— QUOTED PASSAGE —
August 28, 2020

Publisher Rocket Review

 

Publisher Rocket is a powerful book marketing tool that can help to propel your published work from obscurity to widespread attention. It’s not a magic bullet and can’t make a bad book sell well, but it can reveal buying trends on Amazon. With information on what people are reading, how they are buying, how much money they are spending and what competing books are available on the market, it can help to direct your writing and marketing efforts for optimum effect.

 

With a 30-day money back guarantee, the creators of this Mac and Windows-compatible software certainly have faith in its effectiveness, as do about 22,000 authors, publishers and self-publishers. What it actually does is relatively simple, but those simple few features can give you the essential analytics you need to make profitable decisions and make self-publishing a viable career, side hustle or passive income stream.

 


Important features of Publisher Rocket

There are four core features of Publisher Rocket. These are:

  1. Keyword Search
  2. Competition Analyzer
  3. Category Search
  4. AMS Keyword Search

 

The first is pretty simple – the keyword search will tell you what keywords customers are looking for on Amazon’s book store. If you’ve already got a specific idea of what you want to write, it’ll show you how popular that theme is to give you an idea of the potential return on the amount of time you’re going to be investing. On the other hand, it could give you ideas for new titles. If you can provide a book that answers a specific question being asked by readers, you’re almost guaranteed sales.

— WORK TO COMPLETE —
1. Quote the Publisher Rocket review word for word, beginning at the words "Publisher Rocket is" and stopping after "passive income stream.".
2. Extend the Publisher Rocket review past its final sentence, keeping its tone and focus on the tool's features.
The records play no part in what follows and can be set aside.

— LISTED ENTRIES —
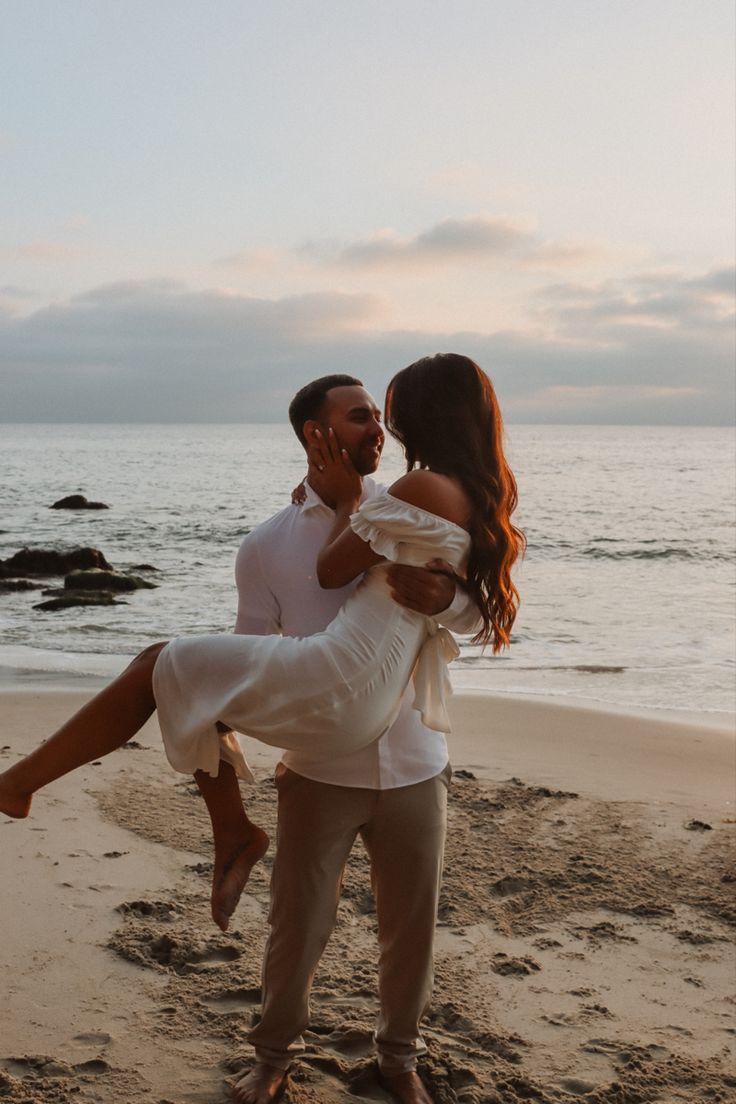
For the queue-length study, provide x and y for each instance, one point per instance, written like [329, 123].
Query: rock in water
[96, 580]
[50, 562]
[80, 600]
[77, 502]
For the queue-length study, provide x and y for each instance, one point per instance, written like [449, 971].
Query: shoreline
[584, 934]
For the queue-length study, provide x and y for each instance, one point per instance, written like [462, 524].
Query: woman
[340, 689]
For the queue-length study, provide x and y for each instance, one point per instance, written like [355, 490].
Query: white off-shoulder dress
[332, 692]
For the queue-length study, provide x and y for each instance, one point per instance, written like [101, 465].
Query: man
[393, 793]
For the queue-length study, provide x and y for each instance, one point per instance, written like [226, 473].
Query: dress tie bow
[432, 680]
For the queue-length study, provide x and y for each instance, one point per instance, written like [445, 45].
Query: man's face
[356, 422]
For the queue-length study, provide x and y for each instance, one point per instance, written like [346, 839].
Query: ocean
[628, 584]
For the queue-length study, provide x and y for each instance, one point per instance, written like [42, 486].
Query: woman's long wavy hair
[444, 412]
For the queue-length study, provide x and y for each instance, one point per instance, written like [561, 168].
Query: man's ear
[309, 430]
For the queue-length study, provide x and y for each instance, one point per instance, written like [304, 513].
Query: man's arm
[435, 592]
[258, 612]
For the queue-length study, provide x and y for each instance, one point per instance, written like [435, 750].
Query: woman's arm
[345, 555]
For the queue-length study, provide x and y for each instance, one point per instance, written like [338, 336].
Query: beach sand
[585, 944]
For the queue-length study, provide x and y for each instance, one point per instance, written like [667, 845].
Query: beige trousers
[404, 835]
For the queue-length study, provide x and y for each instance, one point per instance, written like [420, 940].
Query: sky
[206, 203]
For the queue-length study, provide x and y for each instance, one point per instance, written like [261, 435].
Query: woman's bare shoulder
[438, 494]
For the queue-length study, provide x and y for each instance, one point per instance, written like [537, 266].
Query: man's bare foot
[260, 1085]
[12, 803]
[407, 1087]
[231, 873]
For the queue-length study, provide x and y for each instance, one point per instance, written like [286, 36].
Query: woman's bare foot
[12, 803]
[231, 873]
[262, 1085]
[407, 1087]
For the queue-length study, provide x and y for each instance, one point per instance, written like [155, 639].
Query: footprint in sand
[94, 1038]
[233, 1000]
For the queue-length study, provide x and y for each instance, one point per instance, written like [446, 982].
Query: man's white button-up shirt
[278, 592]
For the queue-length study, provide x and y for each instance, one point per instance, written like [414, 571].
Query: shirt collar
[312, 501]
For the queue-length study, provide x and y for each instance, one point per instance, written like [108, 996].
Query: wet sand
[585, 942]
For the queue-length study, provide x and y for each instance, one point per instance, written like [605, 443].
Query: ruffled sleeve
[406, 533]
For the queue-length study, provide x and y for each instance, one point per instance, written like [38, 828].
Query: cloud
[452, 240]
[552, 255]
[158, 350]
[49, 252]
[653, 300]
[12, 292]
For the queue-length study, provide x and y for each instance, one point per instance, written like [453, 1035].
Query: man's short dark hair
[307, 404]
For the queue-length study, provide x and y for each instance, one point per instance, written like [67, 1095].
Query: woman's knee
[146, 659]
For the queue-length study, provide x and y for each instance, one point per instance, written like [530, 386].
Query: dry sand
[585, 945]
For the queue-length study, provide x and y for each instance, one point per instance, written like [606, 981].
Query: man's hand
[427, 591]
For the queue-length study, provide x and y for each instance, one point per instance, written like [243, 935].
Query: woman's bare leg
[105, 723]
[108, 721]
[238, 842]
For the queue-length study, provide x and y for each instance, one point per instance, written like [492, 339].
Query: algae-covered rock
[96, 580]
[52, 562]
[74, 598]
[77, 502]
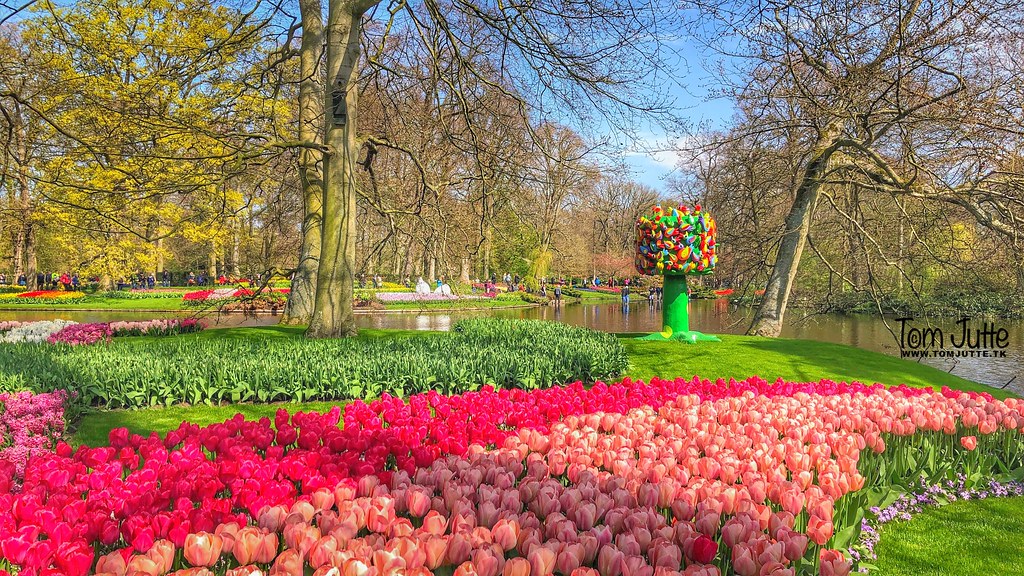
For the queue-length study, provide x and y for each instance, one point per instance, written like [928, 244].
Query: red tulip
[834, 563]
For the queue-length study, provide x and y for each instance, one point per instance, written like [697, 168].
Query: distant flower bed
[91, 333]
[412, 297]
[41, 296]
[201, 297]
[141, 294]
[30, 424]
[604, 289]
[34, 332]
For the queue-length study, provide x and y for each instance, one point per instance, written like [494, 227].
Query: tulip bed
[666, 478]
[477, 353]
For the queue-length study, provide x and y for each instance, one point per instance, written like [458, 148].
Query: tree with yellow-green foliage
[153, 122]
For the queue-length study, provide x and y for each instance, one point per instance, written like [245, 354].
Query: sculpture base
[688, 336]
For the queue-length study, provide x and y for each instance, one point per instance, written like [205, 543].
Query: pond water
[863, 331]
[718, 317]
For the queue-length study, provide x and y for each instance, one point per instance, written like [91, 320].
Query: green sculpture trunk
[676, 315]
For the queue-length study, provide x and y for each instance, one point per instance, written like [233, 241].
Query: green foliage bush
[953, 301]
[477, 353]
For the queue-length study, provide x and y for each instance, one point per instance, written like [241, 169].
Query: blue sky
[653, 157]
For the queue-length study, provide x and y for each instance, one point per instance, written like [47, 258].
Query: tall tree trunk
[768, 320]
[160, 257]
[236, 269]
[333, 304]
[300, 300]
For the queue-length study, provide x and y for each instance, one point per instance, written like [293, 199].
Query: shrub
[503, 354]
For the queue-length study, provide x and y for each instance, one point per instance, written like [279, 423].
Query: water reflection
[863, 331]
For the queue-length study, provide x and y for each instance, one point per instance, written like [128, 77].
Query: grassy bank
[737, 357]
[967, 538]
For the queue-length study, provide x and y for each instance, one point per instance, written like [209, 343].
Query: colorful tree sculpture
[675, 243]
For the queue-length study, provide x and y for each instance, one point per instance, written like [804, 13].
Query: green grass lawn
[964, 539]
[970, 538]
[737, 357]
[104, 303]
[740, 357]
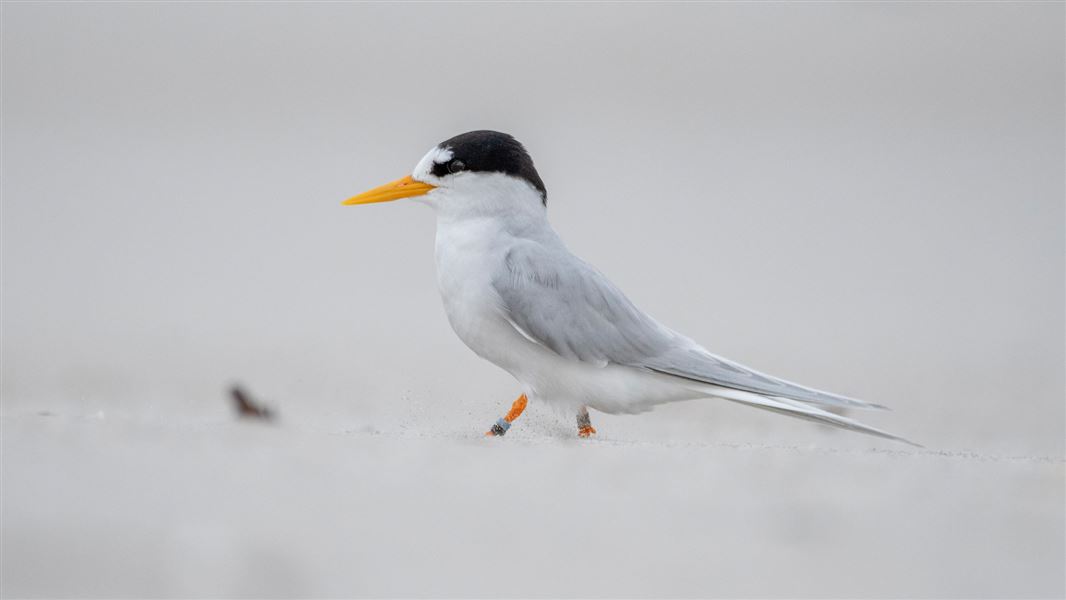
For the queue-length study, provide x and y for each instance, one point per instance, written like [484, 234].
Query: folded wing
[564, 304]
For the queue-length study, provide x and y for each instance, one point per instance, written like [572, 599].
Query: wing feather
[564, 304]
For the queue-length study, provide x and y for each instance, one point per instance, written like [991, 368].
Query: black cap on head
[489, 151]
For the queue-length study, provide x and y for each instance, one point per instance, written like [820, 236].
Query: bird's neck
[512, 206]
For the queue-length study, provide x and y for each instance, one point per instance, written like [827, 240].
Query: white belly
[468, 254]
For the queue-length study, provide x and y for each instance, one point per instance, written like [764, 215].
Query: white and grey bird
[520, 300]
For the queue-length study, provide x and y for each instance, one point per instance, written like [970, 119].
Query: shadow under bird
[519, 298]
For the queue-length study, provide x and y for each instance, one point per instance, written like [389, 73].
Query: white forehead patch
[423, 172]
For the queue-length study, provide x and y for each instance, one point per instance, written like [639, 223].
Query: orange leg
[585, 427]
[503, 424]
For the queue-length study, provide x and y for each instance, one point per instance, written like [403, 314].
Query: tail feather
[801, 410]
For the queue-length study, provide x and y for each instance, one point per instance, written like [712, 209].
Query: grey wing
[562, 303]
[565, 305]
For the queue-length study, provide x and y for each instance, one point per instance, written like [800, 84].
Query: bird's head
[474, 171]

— RESULTS BY TASK —
1.
Publisher Rocket is a powerful book marketing tool that can help to propel your published work from obscurity to widespread attention. It’s not a magic bullet and can’t make a bad book sell well, but it can reveal buying trends on Amazon. With information on what people are reading, how they are buying, how much money they are spending and what competing books are available on the market, it can help to direct your writing and marketing efforts for optimum effect.

 

With a 30-day money back guarantee, the creators of this Mac and Windows-compatible software certainly have faith in its effectiveness, as do about 22,000 authors, publishers and self-publishers. What it actually does is relatively simple, but those simple few features can give you the essential analytics you need to make profitable decisions and make self-publishing a viable career, side hustle or passive income stream.

2.
 

Publisher Rocket

 

Relatedly, the category search can help you to find underrepresented niches, which are a gold mine for those seeking passive income. It’s important to compare the results from the keyword search and the category search, however, to make sure that the niche you’re looking at is genuinely underrepresented and not just unpopular.

 

The competition analyser is the technical highlight of Publisher Rocket. It can reveal the daily and monthly sales figures of any book on Amazon. It does not show you what keywords that book targets, so you will have to do a little bit of data analysis and interpretation yourself, reading between the lines to see how one piece of information relates to others. However, this tool will clearly show you what is popular and with readers and what is not. You can then take inspiration from the winners, including how they use their book’s title, subtitle and description for optimum conversions.

 

The final tool – the AMS keyword search – is arguably the most important. It will help you to make the most effective and efficient campaign possible using Amazon Marketing Services by highlighting the best keywords for you to use. It massively simplifies the whole process, too, allowing you to focus on the writing without neglecting the essential marketing.

 


How does Publisher Rocket work?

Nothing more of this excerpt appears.